- _PROVIDED INFORMATION_
_ _ _

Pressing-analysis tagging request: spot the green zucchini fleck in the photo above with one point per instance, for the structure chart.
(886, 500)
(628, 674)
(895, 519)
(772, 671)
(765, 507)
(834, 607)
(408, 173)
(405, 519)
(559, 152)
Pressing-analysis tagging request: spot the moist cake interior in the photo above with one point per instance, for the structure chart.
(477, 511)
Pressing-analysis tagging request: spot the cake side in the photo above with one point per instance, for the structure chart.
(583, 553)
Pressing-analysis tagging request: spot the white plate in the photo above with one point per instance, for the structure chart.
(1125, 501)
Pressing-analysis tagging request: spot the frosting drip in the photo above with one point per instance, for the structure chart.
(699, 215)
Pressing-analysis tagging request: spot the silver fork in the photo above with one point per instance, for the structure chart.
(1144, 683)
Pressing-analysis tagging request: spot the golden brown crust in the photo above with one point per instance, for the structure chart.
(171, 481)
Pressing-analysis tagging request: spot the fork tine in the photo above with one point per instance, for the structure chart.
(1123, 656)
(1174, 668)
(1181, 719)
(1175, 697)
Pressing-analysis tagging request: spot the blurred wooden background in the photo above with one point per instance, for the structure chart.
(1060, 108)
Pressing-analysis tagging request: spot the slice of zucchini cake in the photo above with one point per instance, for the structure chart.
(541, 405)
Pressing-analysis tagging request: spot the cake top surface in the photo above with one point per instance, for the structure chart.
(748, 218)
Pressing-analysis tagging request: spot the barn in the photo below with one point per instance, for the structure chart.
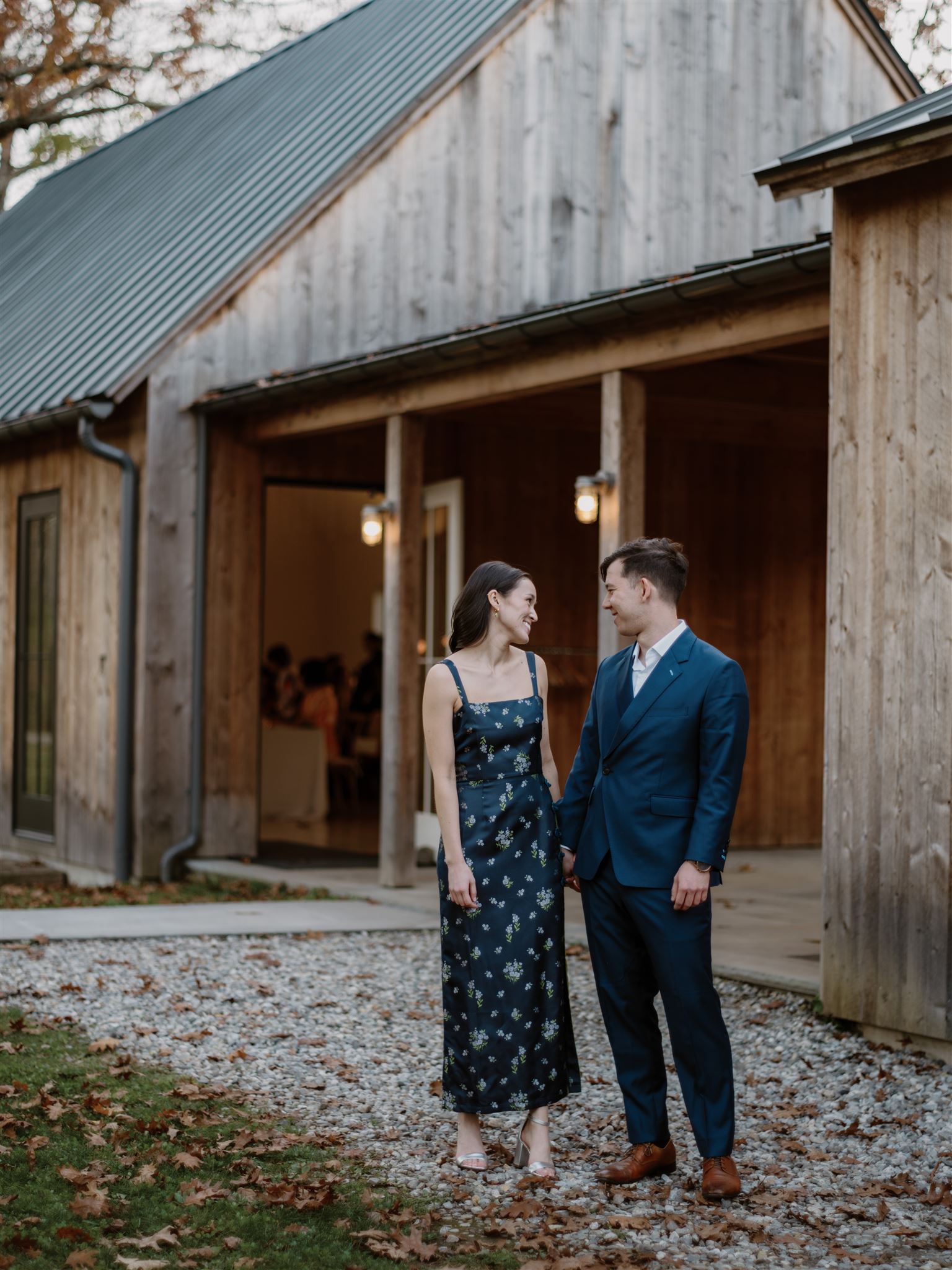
(488, 281)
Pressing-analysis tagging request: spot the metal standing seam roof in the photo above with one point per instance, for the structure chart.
(920, 113)
(107, 257)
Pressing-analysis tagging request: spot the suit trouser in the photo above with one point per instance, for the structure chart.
(641, 945)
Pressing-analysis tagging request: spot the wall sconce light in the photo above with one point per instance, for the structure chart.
(372, 517)
(588, 491)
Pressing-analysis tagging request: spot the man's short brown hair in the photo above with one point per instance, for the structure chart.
(659, 561)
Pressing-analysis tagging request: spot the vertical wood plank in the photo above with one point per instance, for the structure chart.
(402, 606)
(888, 878)
(622, 508)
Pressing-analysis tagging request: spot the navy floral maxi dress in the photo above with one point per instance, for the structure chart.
(508, 1041)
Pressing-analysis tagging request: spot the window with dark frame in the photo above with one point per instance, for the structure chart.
(35, 730)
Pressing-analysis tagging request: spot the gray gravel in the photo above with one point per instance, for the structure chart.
(842, 1145)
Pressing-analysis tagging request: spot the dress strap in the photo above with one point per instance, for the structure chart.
(531, 659)
(459, 681)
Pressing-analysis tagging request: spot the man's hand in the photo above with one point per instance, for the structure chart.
(690, 887)
(569, 870)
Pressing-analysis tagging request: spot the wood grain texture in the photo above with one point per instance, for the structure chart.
(232, 653)
(87, 631)
(748, 500)
(888, 883)
(403, 548)
(682, 338)
(588, 150)
(621, 513)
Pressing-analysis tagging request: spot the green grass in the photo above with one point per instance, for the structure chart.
(195, 889)
(154, 1151)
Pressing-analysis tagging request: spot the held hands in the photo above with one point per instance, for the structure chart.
(569, 870)
(462, 886)
(691, 887)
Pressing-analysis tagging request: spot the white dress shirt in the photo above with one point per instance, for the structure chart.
(640, 671)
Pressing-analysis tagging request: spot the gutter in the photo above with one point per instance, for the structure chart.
(58, 417)
(128, 534)
(169, 864)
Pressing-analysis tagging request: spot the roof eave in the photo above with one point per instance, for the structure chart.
(790, 269)
(858, 162)
(883, 47)
(323, 198)
(56, 417)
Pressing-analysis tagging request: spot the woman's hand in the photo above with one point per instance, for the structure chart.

_ _ _

Rename "structure chart" to "layout diagram" everywhere in the listing above, and write out all of its lines again with nothing else changed. Leave the pictures out.

Pressing-analysis tagging request: spot the green zucchini fleck in the photo above with one point per instance, for the layout diagram.
(886, 500)
(628, 674)
(895, 519)
(772, 671)
(765, 507)
(834, 607)
(408, 173)
(405, 519)
(559, 152)
Pressing-analysis tagging request: spot the moist cake interior in the photo above with one point per instance, for the layout diagram.
(477, 511)
Pressing-analysis tagging request: spot the cake side in the photo above with one point per instance, for the layout diagram.
(583, 553)
Pressing-analysis tagging request: spot the white plate in the photo above with one point per instance, for the layout diagram.
(1125, 501)
Pressing-analysis tagging request: spot the frosting drip in the photo above with one point per instance, for the layout diagram.
(699, 215)
Pressing-analysis tagging request: spot the silver fork in the photo above with one point per instance, for the layout diagram.
(1144, 683)
Pressing-analysis tagging request: spot the golden brown crust in the photo above with one point per instance, for the layout diagram.
(171, 481)
Pressing-analysis tagging request: spot the fork tine in the photo above with one point per instance, for the layout diagram.
(1123, 656)
(1174, 668)
(1181, 719)
(1175, 697)
Pressing-analysis tagging request: spot the blurred wooden background in the photo above with one point per instance, for the layout diagram.
(1060, 108)
Pressing-analysis tagging request: spot the slice of zucchini cake in the photo above with one point per instance, for the layout diagram.
(541, 405)
Pressing-analysis tagging request: spot the cake top surface in the photo above with one point per instance, for the layout diagram.
(748, 218)
Pressing-analysis tagging request: spot the barn in the photo below with one point per instance, for the layout diagram.
(488, 281)
Pressing-analysis tagging request: spot the metal standing seam roof in the photo above with one point per instance, for the layout diagram.
(920, 113)
(107, 257)
Pressing-analysis tagging request: spot the suit trouser in the photo above with one point per instance, for the layout diagram.
(641, 945)
Pressing-analysis tagging request: spot the wall sconce light in the photo above with one point per instance, for the layout diagram.
(372, 517)
(588, 491)
Pressing-analysis tagging request: spot the man's short brown hair in the photo above with one point per instance, for the layout diagram.
(659, 561)
Pressing-analysis tagging request: spot the vertical wood plank in the photo above with one point per instance, for the layout diagram.
(402, 606)
(888, 878)
(622, 508)
Pressing-analysis tagging request: spot the navy floral maxi dress in the photo above with one point per instance, for the layout diagram.
(508, 1041)
Pressing-analysis tagging request: spot the window with dark frame in the photo above with one point per instance, for the layout diagram.
(35, 730)
Pressing-analysis tagging request: spot the gray gravel in the photo above with one point per instance, for the layout diagram.
(842, 1145)
Pressing-analysis tagging request: spot the dress strap in the photo above with one point per instance, for the layout diagram.
(531, 659)
(459, 681)
Pressing-analysis tagging request: spot the man's hand in the photo above with one point per instance, for the layout diagram.
(690, 887)
(569, 870)
Pressing-analysis tagging request: spot the wood grain texture in the photo above with one point per instance, for the layout diagram.
(232, 653)
(87, 631)
(748, 500)
(888, 883)
(403, 548)
(682, 338)
(588, 150)
(621, 513)
Pressing-analysis tagging request: spot the green grass in the photo above with one point per instance, for the layout diagram.
(195, 889)
(154, 1151)
Pressing-analysis tagging request: spot the held hands in the photo above with one point per instance, for the layout diagram.
(569, 870)
(462, 886)
(691, 887)
Pressing-analysis tagging request: spot the white dress shirt in the photo above with one point per instance, for the layout diagram.
(640, 671)
Pressing-analysis tagging request: spot the gutter in the photo above with one point per instance, for the layout diagram.
(58, 417)
(128, 534)
(169, 864)
Pressing-analysis tagging request: spot the roof eave in the photo above with one point per instance, for the layout diagram.
(790, 269)
(858, 162)
(883, 47)
(323, 198)
(56, 417)
Pressing-analysis tagging request: spot the woman's hand in the photo above with one point per instance, for the layout diagram.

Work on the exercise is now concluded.